● INSTRUCTION
Below are records; print only the lines from the line containing "Locate every instance of the giraffe ear" to the end, both included, reproduced exactly and without the pictures.

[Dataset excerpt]
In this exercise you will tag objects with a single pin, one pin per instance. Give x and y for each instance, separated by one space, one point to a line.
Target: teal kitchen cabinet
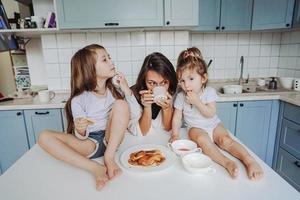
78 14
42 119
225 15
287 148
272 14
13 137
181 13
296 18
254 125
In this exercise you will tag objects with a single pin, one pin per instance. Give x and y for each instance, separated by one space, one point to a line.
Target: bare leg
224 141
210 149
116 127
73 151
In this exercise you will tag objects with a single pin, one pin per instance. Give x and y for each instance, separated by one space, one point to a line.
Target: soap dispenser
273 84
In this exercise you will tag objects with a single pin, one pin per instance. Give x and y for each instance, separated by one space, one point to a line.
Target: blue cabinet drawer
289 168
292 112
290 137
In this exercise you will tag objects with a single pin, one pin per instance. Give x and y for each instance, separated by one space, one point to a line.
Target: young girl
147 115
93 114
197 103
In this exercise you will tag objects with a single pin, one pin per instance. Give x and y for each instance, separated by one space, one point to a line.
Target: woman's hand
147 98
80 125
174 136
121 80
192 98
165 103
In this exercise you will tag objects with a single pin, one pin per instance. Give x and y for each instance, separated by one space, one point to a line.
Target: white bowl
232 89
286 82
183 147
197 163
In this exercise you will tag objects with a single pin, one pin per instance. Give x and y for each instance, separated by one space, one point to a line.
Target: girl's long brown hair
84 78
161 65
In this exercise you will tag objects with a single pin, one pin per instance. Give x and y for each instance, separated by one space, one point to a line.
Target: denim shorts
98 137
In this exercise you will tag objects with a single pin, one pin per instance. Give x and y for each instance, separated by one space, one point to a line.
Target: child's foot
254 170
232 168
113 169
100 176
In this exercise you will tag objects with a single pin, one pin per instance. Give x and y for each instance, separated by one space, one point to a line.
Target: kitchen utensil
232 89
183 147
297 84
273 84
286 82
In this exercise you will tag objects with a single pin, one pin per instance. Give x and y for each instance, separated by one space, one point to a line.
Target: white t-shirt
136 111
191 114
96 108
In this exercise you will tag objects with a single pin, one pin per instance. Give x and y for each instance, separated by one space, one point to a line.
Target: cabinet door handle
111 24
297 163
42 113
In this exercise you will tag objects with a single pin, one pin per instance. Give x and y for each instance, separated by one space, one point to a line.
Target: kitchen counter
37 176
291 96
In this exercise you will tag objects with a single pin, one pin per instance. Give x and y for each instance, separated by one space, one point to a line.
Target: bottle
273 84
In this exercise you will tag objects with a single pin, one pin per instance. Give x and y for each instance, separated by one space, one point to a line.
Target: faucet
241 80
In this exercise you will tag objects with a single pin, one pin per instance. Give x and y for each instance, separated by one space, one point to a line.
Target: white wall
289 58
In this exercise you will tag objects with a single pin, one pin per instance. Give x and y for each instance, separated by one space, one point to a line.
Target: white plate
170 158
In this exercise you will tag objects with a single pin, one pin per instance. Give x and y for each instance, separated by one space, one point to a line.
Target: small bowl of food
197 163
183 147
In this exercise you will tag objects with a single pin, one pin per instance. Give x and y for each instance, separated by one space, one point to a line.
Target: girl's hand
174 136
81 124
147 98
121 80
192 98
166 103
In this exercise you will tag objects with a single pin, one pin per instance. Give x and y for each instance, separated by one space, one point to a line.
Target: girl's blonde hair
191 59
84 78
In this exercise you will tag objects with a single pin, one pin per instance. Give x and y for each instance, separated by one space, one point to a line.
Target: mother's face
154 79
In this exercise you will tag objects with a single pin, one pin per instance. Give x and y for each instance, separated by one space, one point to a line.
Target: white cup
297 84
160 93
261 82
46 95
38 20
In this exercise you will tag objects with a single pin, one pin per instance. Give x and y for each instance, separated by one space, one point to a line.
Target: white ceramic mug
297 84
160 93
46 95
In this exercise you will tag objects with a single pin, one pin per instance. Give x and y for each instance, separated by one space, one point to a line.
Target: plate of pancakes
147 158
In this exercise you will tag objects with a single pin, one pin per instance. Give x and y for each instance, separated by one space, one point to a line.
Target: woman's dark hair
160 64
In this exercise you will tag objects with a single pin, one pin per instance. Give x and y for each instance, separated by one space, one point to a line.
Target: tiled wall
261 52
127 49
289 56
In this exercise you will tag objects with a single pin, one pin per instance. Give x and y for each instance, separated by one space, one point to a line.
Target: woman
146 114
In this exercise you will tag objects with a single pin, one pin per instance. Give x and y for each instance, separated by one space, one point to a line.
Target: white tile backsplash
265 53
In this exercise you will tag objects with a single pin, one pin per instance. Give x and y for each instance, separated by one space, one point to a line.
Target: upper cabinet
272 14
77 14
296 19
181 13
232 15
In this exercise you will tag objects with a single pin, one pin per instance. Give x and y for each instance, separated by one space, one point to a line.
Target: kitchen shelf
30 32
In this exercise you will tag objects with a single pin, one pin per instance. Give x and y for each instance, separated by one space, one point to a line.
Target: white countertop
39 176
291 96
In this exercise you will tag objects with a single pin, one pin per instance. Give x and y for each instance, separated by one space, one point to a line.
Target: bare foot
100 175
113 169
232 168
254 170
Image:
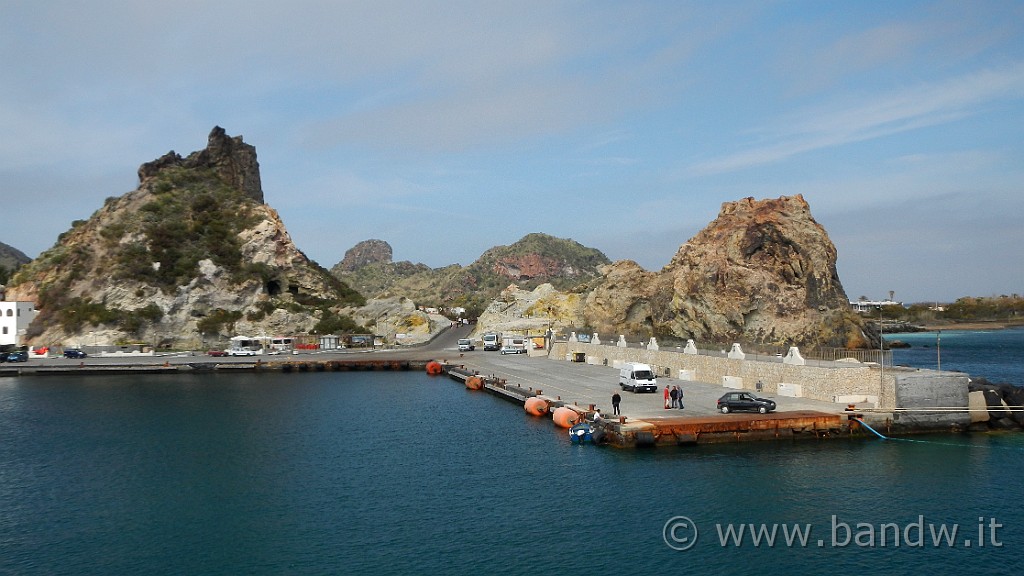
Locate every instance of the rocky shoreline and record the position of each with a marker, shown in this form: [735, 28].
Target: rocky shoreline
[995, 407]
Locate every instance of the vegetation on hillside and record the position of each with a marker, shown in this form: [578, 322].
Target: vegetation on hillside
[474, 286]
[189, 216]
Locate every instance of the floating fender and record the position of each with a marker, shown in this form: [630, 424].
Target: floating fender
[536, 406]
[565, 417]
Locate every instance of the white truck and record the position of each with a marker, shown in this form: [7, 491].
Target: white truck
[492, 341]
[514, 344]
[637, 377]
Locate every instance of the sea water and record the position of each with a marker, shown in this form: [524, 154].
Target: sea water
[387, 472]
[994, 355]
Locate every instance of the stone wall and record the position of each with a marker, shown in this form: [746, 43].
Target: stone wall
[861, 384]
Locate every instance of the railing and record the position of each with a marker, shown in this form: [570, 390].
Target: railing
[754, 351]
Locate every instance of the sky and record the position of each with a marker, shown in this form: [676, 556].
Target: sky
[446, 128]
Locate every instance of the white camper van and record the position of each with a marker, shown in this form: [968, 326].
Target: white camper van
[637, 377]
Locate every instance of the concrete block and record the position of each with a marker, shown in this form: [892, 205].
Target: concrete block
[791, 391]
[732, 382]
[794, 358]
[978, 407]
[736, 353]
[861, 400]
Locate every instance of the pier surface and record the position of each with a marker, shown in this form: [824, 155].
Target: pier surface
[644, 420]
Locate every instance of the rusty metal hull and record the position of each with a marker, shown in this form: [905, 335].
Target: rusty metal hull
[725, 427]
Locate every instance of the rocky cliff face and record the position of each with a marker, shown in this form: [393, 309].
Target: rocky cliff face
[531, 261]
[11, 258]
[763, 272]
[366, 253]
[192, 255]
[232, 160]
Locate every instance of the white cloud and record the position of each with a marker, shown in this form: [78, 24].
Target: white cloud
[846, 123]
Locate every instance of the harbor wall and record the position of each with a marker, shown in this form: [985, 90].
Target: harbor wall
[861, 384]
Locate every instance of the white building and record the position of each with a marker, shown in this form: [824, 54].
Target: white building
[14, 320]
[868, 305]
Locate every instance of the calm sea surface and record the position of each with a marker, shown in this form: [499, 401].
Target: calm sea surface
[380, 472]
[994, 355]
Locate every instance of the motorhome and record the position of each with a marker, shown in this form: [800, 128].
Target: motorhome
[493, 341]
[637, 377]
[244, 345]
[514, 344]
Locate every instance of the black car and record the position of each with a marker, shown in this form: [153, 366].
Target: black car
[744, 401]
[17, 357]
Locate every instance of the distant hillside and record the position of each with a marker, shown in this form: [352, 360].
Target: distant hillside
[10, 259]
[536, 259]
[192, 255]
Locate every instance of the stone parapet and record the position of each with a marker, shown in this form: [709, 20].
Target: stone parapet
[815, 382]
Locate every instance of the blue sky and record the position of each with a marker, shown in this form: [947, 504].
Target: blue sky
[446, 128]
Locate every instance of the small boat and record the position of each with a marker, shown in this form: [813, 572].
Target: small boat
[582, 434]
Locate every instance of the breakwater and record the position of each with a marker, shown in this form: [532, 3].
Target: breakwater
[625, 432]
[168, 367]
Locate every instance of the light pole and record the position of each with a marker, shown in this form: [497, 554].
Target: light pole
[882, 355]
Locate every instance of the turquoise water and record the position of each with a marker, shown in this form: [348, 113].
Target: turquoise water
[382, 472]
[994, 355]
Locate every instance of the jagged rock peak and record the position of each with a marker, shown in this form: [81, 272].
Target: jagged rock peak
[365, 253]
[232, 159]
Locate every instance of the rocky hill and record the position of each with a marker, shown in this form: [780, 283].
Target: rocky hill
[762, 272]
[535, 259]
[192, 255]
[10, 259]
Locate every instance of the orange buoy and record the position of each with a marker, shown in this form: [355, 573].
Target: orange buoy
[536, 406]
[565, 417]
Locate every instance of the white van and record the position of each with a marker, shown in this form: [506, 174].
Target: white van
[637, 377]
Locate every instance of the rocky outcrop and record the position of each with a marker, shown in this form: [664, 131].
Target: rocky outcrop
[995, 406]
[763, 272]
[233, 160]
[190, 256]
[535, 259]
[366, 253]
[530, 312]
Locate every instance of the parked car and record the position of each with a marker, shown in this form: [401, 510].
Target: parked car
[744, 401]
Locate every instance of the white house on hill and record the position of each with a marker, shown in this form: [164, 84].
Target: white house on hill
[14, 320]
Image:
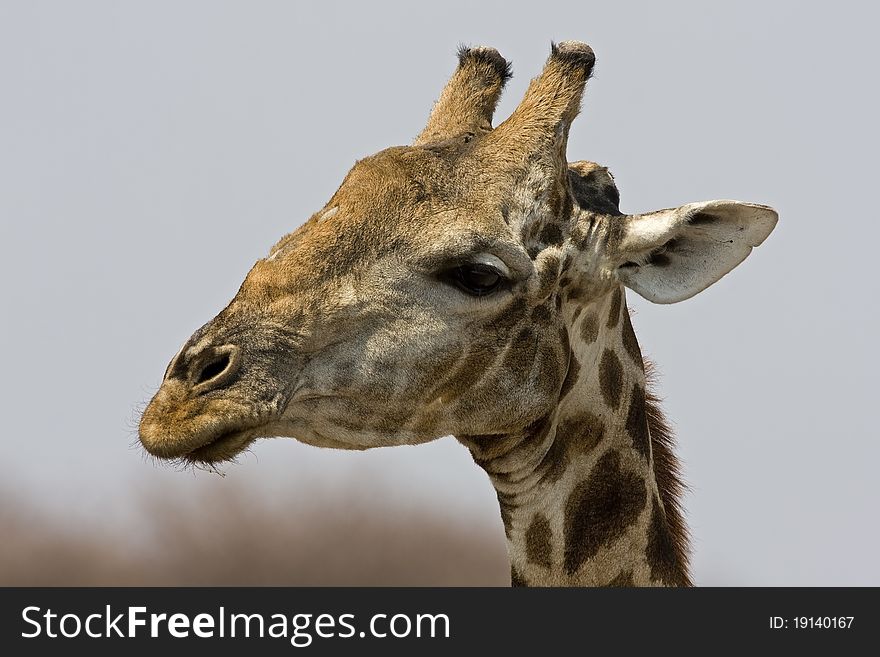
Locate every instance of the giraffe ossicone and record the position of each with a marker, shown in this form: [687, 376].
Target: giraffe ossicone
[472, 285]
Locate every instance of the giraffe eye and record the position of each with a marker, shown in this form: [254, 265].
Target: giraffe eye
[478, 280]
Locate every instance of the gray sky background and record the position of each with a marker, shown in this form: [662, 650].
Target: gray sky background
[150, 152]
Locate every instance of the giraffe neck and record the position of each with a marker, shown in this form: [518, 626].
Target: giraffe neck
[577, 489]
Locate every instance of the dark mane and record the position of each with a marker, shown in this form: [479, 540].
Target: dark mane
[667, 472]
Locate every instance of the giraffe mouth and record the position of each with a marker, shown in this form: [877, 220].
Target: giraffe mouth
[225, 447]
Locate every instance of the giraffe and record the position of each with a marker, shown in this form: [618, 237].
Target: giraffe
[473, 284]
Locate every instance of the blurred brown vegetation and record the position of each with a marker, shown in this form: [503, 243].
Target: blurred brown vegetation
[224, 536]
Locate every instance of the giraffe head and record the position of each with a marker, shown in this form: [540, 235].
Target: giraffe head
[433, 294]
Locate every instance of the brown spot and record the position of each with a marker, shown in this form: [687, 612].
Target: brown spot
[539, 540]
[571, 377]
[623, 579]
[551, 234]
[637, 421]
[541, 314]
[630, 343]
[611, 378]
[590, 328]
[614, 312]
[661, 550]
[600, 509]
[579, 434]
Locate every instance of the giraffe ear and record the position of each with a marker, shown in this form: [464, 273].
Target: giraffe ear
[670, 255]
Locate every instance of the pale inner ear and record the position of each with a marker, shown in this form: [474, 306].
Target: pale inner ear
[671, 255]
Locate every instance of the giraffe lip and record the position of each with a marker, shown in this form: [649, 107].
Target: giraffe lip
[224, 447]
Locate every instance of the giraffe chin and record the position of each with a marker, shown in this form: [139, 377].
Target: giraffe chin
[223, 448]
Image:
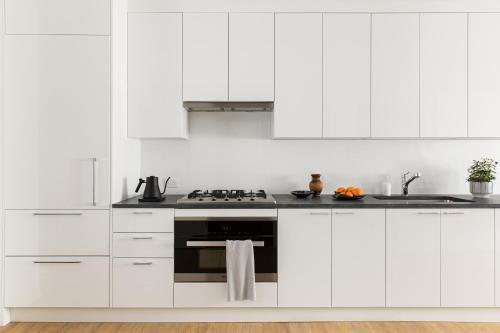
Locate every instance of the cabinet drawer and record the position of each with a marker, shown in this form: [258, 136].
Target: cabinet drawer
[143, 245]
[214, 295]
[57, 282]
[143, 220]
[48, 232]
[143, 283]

● EXPECTED OUTPUT
Locate every instance of the giraffe ear and record the position of each with a marker, shown in this form: [464, 273].
Target: giraffe ear
[670, 255]
Locate every instance of the pale inner ear and record the position of each with a marker, shown in this form: [474, 306].
Target: pale inner ear
[671, 255]
Locate every instance of the giraffe lip and record the position of each with a marker, shown in this form: [649, 107].
Target: giraffe lip
[224, 447]
Locate every instance of the giraffe chin and record the position of each with a marker, shown in this form: [139, 377].
Target: giraffe chin
[223, 448]
Image:
Locate every instance of the cabinet drawer and record the position of each with a marker, shown in this form: [258, 136].
Target: cabinet drawer
[143, 245]
[214, 295]
[57, 282]
[143, 220]
[48, 232]
[143, 283]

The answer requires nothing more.